### QUOTED TEXT
-- -- --
Itineraries

3 Days In Nashville: An Itinerary For First-Timers

Nashville is the capital city of Tennessee and one of the oldest in the country, with more than 200 years of history. As a first-timer, your plans are going to be packed if you plan to spend 3 days in Nashville.

Nashville has been long known as the center of country music, gaining it the moniker “Music City.”

But it’s not just music that drives people here. The fun, vibrant, creative spirit of the music scene bleeds into all other aspects of Nashville: in its street art, architecture, fashion, cuisine, and enterprise.

Interest in Nashville has increased in the last few years, resulting in a greater number of tourists, increased entrepreneurship in many parts of the city, and even revived neighborhoods.

In this article, I give a solid itinerary for a first-timer with only 3 days in Nashville. Get your walking shoes on!

Day 1: Music Sites

Nashville is called Music City for a reason, and exploring all the music-related attractions on the first day makes perfect sense.

Going to these music-related places takes you to the Downtown and South Broadway (SoBro) neighborhoods of Nashville.

Downtown Nashville is where government and business converge with the flashing lights of the many “honky tonks” that line Broadway, earning Nashville the other nickname “Nashvegas.”

SoBro is literally south of downtown Nashville and is home to newer structures—the convention center, music venues, hotels, restaurants, and bars.

Nashville Music Garden

Start your day in this park, a unique tribute to Nashville-based and Nashville-connected musicians of all genres, with flowers named for songs and singers.

Walk over to the Music City Walk of Fame and look at all the artists who’ve made significant contributions to Nashville’s musical heritage and to the global music scene.
-- -- --
### REQUIREMENTS
• a. In the Nashville itinerary, restate the stretch from "3 Days In Nashville: An" through "spend 3 days in Nashville.", swapping "Tennessee" for "Kentucky".
• b. Summarize the Nashville itinerary in two sentences.
The material after this point comes from a separate source.

### RECORDED INFORMATION
-- -- --
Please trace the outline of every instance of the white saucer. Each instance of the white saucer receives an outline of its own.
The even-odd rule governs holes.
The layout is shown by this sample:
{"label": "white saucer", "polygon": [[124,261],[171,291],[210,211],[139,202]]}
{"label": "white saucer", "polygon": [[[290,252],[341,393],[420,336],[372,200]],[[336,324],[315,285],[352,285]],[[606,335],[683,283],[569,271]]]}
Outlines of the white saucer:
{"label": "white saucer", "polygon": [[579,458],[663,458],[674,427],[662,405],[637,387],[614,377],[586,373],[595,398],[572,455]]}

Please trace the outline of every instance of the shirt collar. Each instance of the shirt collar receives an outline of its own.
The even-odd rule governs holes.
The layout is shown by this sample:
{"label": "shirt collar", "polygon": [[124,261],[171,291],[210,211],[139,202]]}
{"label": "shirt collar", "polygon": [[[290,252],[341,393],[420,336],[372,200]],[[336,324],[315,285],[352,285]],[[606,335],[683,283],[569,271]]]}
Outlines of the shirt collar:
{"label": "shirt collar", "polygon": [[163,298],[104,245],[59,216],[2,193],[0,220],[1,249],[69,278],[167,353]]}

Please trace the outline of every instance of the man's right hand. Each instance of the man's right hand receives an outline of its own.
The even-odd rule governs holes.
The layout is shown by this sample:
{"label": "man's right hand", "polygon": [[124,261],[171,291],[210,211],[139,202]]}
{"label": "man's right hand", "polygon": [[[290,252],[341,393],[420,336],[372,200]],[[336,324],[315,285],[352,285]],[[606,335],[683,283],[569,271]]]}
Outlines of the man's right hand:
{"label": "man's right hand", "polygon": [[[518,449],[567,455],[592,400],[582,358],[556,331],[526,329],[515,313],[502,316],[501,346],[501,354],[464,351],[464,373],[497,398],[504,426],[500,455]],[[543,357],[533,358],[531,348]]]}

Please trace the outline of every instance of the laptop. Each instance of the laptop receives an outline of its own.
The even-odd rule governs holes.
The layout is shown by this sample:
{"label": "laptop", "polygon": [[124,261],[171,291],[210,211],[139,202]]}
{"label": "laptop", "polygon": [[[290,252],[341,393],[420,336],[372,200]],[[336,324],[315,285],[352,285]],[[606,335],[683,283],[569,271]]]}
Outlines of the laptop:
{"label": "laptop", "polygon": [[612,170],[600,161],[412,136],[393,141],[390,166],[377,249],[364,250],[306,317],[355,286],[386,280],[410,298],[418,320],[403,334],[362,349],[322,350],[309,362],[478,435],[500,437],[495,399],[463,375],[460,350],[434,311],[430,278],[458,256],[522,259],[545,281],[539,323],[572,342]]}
-- -- --
### SOLUTIONS BY TASK
• a.
3 Days In Nashville: An Itinerary For First-Timers

Nashville is the capital city of Kentucky and one of the oldest in the country, with more than 200 years of history. As a first-timer, your plans are going to be packed if you plan to spend 3 days in Nashville.

• b. Nashville, the capital of Tennessee with more than 200 years of history, is known as "Music City" for its country music, and its creative spirit carries into its street art, architecture, fashion, cuisine, and enterprise. For a first-timer with three days in the city, Day 1 covers music sites in Downtown and SoBro, starting at the Nashville Music Garden and continuing to the Music City Walk of Fame.